─── Extracted information ───

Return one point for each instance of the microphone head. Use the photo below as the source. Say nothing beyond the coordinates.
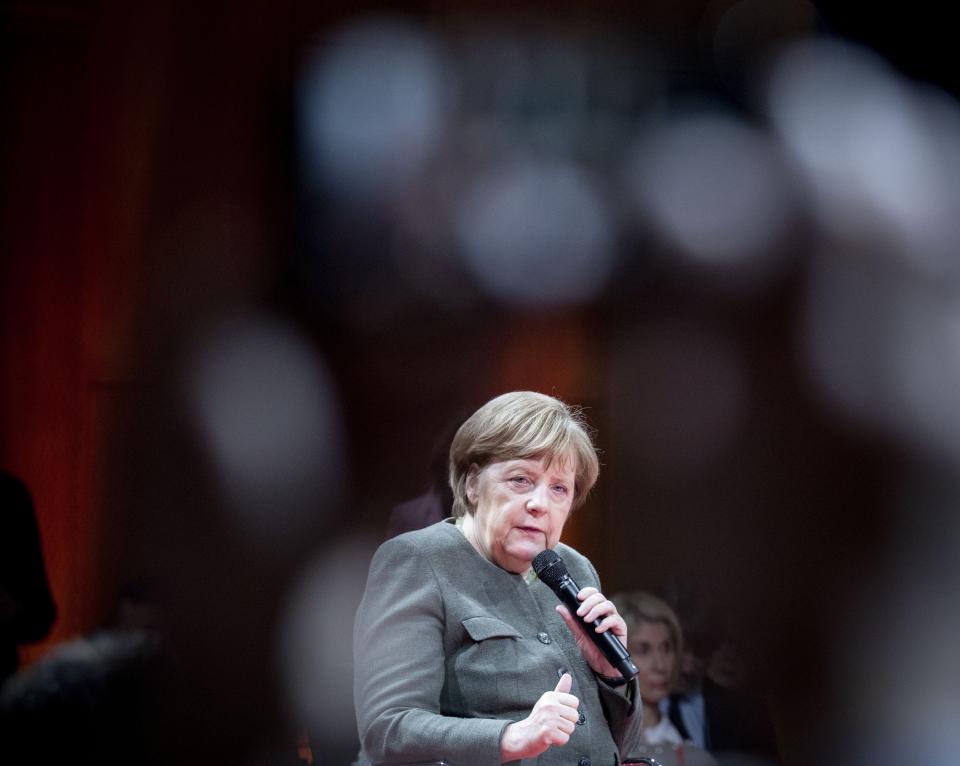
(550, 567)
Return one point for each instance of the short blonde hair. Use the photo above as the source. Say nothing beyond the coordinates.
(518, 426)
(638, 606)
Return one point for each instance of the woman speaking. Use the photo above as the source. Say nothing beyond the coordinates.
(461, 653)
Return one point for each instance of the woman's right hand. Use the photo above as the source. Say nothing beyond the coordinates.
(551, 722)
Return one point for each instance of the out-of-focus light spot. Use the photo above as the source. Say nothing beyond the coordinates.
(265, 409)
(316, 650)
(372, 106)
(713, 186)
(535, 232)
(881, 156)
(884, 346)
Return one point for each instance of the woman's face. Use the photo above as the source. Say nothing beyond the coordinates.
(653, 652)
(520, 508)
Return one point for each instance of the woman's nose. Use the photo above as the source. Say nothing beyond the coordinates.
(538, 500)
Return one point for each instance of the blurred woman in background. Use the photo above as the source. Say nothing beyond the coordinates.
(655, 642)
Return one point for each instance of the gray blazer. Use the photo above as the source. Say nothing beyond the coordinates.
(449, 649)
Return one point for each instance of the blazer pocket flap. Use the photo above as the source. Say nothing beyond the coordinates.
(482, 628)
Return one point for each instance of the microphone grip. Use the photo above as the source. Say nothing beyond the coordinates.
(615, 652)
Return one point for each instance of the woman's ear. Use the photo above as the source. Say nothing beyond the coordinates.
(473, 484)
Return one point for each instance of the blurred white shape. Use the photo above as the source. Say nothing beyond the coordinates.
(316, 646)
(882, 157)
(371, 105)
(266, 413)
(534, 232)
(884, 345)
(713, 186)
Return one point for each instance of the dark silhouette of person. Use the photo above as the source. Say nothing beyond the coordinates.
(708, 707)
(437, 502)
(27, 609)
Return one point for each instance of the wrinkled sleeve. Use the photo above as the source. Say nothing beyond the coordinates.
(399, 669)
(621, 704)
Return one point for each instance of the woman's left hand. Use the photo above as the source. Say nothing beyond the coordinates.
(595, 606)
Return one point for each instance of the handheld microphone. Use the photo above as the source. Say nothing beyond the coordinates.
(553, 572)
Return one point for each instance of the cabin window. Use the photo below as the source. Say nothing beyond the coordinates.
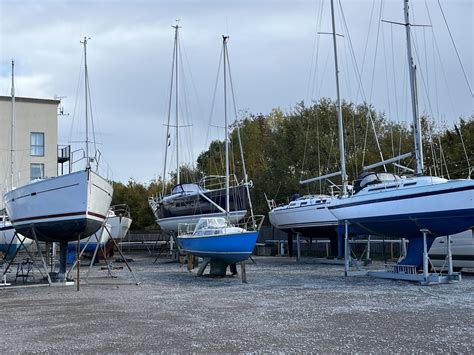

───

__Your assignment__:
All of the lines above should be copied exactly, apart from the pictures.

__Answer section__:
Return one point for each instance of the microphone head. Use the photo below as the source. Say nothing beyond the coordinates.
(550, 567)
Return one point for each instance of the short blonde hair. Use the photo above as the source. Say nothing beyond the coordinates.
(518, 426)
(638, 606)
Return one point for each instance of the woman speaking. Use the photo above as the source. Say nothing beyond the coordinates.
(461, 653)
Return one point for each instance of the woman's right hand. Use the photo above as the source. Say nothing beyond the coordinates.
(551, 722)
Return one point for each instance of the out-of-focus light spot. Use the photo above as the source. Say nothing beyond the coordinates.
(265, 409)
(316, 650)
(372, 106)
(713, 186)
(535, 232)
(881, 156)
(884, 346)
Return one point for each instance of the woman's face. Use the photo above as the source. Say nothing beyond the coordinates.
(653, 652)
(520, 508)
Return one point for each instance of the woman's nose. Use the photo above as the source. Say nothing beyond the coordinates.
(538, 500)
Return one point for each instance of the blurred woman in background. Use the photo above as the source. Say nothing beyond the coordinates.
(655, 642)
Return one point for each instance of the gray blazer. Use the photo above as the source. Say nothing beyond the coordinates.
(449, 649)
Return one point for each instance of the blazer pocket flap. Use the photo above as the source. Say nothing beyond the coordinates.
(482, 628)
Return one point for each instance of the microphone grip. Use the photo above as the source. Say nothing beyond the coordinates.
(615, 652)
Return one point for each instance of the woman's ear. Use the photo above as the source. Say nothing beyond the coordinates.
(473, 484)
Return one point for each instance of the blurred white shape. Use the photo above as the source. Say nothing beyond the coordinates.
(316, 646)
(882, 157)
(371, 105)
(266, 413)
(534, 232)
(884, 345)
(713, 186)
Return one point for each instance of the dark silhouette of person. Use the photo above as the source. Say nothing beyond the coordinates.
(708, 707)
(437, 502)
(27, 609)
Return one point for each instance of the wrinkled sleeve. Use the photo above as the source. Say nothing beyond the coordinates.
(399, 669)
(621, 704)
Return one point for each instance of the woman's left hand. Use the photo above as the source. Say nothing beyond the coordinates.
(595, 606)
Return one point for each instance of the handheld microphone. Use the photo above as the source. Say nothing beyond the coordinates.
(553, 572)
Return one point for each instance of the cabin window. Use the photo below as the source. Say nothing beyond the coordinates.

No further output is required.